_THE PROBLEM_: Reproduce, without any change, everything in the items below from the line containing "skier in the photo above." down to the last line of the items.

───── ENTRIES SUPPLIED ─────

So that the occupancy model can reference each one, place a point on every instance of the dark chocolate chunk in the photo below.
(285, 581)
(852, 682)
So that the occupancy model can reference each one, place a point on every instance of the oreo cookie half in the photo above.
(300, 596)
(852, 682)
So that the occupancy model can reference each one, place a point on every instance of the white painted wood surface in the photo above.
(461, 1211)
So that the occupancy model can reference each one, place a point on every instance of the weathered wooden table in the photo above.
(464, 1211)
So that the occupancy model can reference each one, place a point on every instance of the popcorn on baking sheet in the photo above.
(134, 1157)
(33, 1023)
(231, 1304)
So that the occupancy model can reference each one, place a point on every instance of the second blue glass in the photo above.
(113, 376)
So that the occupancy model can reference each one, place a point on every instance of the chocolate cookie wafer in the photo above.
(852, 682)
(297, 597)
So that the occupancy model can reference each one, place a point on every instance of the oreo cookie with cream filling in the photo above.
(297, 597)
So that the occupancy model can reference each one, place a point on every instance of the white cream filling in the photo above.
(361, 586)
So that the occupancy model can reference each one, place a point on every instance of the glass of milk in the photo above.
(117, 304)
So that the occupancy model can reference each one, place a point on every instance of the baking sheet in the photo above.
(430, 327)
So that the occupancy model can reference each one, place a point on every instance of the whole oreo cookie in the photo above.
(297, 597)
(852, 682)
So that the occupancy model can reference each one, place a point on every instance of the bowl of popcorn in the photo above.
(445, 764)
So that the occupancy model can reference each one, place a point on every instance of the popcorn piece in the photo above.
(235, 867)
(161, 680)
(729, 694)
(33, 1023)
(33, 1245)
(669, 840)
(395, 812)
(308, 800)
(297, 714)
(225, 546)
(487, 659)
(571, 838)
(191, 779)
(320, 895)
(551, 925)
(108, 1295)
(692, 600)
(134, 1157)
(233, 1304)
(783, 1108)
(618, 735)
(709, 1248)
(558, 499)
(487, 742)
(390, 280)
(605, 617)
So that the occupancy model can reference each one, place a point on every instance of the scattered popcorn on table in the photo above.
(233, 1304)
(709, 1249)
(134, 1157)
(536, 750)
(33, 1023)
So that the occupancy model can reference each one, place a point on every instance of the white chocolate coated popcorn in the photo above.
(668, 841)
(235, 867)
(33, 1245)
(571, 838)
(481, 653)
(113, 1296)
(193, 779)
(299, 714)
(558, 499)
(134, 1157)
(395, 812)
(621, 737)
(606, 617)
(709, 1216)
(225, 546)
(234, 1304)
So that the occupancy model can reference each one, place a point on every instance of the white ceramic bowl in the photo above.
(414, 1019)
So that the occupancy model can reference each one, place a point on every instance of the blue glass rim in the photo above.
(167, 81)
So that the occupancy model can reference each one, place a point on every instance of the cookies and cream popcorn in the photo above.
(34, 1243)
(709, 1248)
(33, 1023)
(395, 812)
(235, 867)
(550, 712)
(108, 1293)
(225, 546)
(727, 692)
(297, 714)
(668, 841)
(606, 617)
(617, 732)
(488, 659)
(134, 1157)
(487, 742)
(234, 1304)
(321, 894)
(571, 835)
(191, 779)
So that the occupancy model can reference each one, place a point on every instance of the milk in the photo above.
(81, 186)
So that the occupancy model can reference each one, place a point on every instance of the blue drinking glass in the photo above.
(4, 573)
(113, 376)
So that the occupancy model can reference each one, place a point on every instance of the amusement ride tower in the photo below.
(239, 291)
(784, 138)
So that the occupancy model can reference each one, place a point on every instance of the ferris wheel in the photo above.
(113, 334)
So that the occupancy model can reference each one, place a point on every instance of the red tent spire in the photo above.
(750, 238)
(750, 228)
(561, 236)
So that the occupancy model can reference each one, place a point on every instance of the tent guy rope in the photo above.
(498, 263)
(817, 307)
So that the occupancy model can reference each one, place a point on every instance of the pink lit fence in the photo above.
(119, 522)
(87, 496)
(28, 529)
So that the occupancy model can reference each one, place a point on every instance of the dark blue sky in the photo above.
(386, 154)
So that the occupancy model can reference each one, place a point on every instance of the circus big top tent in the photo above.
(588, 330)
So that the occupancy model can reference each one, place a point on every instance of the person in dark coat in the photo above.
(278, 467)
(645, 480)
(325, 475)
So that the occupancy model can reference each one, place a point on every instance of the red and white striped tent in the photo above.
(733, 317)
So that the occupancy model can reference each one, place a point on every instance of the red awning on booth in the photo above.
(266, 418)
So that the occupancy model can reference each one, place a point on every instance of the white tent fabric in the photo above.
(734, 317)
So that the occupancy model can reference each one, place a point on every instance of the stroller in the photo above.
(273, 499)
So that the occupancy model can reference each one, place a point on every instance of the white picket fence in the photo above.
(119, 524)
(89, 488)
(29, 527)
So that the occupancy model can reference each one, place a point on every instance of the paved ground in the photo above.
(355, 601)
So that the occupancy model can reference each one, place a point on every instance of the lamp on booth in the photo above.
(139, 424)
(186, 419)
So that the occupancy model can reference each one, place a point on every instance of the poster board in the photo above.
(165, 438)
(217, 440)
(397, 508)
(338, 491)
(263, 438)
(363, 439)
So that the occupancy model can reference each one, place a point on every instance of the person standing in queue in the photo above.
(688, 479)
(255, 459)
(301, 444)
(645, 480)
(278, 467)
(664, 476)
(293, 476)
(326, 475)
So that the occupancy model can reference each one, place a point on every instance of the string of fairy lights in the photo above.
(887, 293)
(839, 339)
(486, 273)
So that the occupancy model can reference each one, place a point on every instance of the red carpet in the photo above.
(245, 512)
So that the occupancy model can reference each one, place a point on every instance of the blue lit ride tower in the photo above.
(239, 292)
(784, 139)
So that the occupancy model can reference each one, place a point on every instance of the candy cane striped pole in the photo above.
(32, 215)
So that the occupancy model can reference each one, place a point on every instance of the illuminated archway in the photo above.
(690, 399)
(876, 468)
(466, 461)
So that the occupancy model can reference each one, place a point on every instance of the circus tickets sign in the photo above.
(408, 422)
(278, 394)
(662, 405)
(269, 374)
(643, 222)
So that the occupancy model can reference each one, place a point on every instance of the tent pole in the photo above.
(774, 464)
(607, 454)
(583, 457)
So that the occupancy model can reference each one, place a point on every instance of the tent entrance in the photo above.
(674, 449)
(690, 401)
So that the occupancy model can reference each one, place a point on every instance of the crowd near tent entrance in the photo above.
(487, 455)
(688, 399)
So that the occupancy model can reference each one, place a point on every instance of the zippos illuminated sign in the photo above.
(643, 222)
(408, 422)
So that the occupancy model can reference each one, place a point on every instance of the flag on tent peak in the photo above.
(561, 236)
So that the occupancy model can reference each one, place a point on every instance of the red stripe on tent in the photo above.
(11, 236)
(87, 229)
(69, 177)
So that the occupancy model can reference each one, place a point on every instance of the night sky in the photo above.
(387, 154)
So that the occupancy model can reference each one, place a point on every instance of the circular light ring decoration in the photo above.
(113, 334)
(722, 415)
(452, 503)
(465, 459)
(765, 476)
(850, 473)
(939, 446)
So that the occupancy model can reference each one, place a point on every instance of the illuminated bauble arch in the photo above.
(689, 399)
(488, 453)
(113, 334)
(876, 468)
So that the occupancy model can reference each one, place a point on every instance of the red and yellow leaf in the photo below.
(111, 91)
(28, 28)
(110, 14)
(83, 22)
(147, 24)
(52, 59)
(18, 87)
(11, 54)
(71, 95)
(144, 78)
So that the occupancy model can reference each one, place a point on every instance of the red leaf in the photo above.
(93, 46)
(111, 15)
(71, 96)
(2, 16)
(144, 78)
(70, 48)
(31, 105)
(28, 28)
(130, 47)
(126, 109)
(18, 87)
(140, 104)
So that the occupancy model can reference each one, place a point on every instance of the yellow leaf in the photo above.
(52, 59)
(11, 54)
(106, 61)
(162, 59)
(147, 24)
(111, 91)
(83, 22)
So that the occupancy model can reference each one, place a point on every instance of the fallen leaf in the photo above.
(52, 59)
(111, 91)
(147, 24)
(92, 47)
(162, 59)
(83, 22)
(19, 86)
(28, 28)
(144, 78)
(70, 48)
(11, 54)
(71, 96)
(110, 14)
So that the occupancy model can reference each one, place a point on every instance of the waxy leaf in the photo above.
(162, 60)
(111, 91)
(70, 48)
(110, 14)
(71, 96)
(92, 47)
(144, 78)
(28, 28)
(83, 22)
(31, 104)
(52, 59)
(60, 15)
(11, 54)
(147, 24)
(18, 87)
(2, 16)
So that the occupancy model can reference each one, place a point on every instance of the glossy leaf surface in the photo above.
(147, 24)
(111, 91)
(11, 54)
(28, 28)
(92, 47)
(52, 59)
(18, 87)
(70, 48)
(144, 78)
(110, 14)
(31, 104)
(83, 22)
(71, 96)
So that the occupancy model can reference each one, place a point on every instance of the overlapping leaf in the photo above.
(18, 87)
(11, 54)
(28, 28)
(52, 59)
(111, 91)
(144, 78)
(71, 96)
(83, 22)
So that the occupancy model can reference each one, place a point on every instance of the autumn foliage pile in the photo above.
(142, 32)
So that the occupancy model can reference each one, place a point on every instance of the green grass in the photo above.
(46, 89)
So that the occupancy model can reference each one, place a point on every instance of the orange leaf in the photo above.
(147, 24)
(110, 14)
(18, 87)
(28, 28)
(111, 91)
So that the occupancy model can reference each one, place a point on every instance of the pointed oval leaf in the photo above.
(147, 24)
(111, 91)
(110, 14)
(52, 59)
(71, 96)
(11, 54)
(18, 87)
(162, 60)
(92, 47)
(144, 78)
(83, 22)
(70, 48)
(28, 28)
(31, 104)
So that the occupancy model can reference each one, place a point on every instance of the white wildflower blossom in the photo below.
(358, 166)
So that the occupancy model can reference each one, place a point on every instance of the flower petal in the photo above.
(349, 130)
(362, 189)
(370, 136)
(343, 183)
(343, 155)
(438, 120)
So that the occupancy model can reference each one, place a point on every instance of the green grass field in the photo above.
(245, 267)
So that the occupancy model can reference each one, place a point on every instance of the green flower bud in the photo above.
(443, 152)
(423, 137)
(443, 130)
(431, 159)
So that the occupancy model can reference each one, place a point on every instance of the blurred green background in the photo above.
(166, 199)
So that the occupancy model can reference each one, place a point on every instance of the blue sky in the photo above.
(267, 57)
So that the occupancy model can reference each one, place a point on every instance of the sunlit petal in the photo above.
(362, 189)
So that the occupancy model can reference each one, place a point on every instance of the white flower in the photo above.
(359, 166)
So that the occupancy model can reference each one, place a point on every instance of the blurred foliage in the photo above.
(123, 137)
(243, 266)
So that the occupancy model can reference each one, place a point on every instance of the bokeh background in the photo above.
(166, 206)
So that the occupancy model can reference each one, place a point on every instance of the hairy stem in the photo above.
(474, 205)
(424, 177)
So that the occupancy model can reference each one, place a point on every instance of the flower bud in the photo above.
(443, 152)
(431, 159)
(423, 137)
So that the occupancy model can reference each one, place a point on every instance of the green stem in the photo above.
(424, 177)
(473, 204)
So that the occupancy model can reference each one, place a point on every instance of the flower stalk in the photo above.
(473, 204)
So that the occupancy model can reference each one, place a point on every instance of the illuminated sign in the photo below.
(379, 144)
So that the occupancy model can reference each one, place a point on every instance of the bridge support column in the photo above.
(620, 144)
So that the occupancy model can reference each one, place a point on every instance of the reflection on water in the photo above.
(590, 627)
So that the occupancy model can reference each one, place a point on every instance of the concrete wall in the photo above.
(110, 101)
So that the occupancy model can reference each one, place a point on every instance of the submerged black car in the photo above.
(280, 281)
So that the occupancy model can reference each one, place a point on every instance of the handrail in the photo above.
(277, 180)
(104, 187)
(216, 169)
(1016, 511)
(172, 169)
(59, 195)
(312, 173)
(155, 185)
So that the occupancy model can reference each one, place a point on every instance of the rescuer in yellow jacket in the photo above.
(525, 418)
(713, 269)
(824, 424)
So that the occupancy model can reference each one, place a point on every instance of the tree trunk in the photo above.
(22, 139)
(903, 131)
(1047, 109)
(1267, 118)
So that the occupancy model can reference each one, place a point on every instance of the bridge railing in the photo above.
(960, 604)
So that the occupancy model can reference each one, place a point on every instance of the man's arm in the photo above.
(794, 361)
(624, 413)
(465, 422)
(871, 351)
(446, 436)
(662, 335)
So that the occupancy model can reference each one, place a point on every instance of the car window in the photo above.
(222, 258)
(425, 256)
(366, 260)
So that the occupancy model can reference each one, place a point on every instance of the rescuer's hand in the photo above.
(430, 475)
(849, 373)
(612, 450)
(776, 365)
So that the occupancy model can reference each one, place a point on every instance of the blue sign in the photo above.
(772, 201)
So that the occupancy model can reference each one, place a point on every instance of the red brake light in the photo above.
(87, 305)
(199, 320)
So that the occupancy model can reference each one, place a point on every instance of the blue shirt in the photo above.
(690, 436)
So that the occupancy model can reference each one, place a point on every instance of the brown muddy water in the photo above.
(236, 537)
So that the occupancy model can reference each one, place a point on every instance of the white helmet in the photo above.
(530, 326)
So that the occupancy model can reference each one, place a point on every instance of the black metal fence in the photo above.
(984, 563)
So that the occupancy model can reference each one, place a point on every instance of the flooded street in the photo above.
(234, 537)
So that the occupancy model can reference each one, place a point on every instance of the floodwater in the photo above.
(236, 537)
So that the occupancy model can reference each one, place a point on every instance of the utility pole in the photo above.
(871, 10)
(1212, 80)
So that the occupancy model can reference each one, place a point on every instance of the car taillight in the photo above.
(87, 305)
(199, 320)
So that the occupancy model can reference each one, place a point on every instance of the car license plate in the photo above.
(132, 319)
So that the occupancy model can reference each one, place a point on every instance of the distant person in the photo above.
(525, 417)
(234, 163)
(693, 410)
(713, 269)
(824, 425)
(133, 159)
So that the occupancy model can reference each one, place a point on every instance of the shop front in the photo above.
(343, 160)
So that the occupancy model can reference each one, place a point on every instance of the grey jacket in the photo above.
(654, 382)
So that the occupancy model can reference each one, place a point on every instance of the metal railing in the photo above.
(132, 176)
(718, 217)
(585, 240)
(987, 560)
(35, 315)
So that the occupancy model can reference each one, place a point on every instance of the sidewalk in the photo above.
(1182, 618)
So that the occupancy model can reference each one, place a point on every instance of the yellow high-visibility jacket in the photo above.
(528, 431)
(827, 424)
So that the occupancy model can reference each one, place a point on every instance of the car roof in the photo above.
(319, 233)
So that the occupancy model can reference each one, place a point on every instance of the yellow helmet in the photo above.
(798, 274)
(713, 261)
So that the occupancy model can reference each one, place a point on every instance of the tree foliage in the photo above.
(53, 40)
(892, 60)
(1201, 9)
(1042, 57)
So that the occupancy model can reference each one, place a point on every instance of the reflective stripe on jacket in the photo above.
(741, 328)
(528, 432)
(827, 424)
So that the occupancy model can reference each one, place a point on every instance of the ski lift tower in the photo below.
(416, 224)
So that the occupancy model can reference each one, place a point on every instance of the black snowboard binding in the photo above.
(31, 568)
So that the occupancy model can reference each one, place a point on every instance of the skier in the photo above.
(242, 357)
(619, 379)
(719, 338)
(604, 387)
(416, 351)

─────

_RESPONSE_:
So that the occupancy model can reference each one, place a point on every instance of the skier in the photo above.
(242, 357)
(619, 379)
(719, 338)
(604, 387)
(416, 351)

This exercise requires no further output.